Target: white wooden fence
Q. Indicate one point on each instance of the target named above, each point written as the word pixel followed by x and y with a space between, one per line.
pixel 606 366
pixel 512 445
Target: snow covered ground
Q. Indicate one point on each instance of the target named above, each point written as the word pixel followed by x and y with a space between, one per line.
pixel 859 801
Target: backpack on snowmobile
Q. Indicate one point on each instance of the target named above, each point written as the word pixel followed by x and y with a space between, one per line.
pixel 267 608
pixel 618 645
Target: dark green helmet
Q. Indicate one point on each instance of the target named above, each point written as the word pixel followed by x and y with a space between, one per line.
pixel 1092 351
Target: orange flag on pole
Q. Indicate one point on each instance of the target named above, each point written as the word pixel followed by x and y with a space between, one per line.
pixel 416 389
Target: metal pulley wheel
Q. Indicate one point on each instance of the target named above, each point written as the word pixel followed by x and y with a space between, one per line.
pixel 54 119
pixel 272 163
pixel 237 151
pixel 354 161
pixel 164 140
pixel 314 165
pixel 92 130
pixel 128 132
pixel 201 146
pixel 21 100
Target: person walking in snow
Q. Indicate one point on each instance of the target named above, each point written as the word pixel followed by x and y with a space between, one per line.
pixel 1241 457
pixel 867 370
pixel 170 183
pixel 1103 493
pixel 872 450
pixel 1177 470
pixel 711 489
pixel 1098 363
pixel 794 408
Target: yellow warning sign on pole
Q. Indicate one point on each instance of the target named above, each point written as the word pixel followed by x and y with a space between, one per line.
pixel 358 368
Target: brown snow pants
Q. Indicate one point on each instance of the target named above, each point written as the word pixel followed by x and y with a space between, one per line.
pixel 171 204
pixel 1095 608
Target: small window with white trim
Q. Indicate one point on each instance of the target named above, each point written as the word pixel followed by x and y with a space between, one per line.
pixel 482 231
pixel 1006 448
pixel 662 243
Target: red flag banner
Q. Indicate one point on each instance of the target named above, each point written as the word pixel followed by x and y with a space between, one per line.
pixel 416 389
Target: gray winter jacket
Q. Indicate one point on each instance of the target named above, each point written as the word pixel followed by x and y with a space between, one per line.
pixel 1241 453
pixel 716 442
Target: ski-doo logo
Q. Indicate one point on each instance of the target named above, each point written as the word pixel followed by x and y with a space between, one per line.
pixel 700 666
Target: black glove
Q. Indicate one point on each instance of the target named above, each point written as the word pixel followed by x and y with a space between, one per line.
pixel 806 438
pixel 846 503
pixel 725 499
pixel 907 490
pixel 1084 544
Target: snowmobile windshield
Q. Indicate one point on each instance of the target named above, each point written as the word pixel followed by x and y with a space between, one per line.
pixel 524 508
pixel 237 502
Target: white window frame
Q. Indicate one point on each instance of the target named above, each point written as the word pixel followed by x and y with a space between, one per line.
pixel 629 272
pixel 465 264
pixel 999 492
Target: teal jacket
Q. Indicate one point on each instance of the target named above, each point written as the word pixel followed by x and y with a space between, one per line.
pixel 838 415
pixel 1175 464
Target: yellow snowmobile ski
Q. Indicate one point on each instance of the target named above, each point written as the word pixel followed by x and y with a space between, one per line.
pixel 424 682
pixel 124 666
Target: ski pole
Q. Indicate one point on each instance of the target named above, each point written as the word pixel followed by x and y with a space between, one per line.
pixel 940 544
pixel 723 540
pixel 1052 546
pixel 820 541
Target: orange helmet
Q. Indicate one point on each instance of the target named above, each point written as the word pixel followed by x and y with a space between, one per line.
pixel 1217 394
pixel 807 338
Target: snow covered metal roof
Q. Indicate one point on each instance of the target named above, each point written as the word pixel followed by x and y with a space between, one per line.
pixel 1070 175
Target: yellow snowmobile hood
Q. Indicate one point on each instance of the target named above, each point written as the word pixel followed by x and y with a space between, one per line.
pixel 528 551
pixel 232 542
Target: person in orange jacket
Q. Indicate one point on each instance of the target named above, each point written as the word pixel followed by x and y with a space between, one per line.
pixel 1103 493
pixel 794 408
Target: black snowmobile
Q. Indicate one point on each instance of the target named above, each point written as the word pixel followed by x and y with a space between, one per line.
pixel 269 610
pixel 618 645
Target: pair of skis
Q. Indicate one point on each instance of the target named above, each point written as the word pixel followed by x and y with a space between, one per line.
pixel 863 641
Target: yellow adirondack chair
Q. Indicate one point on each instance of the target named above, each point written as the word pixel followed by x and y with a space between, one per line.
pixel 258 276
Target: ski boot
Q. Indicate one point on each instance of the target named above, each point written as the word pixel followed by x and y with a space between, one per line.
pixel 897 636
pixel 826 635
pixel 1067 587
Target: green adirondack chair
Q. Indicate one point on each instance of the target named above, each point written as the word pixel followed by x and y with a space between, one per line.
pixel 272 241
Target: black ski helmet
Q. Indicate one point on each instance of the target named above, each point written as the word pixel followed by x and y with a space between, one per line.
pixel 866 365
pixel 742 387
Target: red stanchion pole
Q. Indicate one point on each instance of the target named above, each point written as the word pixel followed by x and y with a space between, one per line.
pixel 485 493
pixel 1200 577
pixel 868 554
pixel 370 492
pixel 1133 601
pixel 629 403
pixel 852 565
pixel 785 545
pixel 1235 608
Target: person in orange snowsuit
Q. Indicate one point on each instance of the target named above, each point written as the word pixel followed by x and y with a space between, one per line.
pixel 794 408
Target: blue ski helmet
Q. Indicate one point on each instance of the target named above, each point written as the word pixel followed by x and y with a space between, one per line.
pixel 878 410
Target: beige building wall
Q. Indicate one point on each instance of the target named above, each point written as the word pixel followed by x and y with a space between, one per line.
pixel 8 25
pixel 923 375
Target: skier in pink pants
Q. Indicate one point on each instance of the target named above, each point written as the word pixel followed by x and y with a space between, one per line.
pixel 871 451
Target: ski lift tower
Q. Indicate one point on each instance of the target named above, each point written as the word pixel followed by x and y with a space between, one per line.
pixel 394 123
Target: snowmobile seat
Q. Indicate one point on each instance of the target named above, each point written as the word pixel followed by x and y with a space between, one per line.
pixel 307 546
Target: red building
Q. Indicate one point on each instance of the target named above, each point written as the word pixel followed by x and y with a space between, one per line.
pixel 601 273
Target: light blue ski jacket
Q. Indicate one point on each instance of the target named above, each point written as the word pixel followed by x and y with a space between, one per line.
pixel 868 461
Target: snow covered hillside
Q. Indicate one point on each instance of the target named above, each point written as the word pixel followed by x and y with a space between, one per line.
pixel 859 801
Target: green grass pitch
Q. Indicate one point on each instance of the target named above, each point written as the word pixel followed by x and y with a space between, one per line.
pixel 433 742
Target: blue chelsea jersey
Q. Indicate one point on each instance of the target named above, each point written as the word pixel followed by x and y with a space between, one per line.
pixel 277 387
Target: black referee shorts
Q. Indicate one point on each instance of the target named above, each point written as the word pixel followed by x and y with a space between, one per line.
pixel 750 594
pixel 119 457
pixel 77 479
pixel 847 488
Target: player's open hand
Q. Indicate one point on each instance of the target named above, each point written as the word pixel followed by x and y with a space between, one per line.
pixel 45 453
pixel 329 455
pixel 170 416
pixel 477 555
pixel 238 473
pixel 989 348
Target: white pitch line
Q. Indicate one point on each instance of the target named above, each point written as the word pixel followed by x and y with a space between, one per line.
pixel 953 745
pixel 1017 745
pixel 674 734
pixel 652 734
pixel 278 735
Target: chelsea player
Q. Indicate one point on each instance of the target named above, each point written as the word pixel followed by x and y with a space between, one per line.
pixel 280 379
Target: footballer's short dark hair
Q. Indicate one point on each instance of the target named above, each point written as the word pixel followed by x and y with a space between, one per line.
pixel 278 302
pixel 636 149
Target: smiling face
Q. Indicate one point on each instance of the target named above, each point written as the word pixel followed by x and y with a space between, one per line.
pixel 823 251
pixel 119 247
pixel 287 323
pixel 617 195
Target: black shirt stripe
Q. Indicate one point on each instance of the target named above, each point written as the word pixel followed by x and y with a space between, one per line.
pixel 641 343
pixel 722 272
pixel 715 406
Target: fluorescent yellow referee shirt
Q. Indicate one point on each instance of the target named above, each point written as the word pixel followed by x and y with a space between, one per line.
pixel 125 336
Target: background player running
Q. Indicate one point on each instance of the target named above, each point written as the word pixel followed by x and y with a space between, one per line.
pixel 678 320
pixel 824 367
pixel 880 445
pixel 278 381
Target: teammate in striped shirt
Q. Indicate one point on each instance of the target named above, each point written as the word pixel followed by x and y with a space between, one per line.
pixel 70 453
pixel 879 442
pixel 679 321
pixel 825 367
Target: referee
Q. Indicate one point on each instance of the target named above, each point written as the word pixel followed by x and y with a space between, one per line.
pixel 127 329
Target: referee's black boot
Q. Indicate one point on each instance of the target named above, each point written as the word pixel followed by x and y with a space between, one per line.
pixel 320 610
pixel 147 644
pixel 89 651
•••••
[Task directions] Can you give everything from the line containing "Target: red building" down to the line containing "pixel 601 273" in the records above as a numbered list, leaving out blank lines?

[Answer in full]
1. Target: red building
2. Q. Indicate one point on each instance of the target named above, each point written as the word pixel followed by x and y with a space between, one per line.
3. pixel 601 273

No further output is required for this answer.